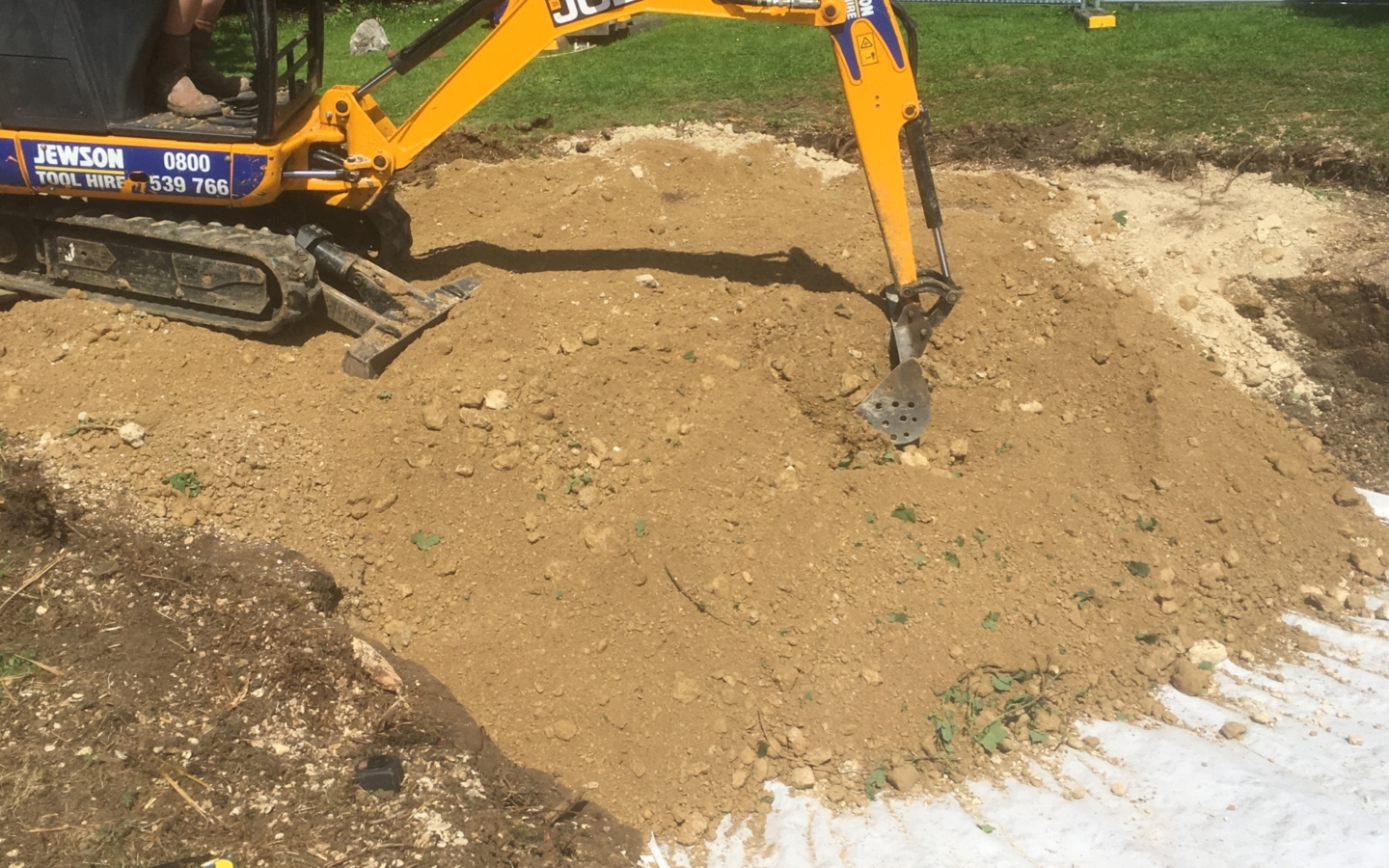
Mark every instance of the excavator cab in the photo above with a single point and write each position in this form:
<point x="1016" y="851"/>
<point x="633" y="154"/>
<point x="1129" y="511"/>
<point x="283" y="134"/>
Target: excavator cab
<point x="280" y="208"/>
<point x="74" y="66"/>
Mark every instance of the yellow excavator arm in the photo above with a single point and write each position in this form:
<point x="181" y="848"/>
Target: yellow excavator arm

--------------------

*Required work*
What you return should match the material word for word, apart from the pictures.

*Finished exercise*
Mark every instance of the excavator cab in the photo above with a single point and write each position in this form:
<point x="1016" y="851"/>
<point x="633" y="154"/>
<point x="1129" y="511"/>
<point x="283" y="134"/>
Target: excavator cab
<point x="280" y="208"/>
<point x="74" y="66"/>
Mark every instance of the yellow excavator arm in the photo above with a single point and write each position in this form:
<point x="181" y="848"/>
Target: yellow excavator arm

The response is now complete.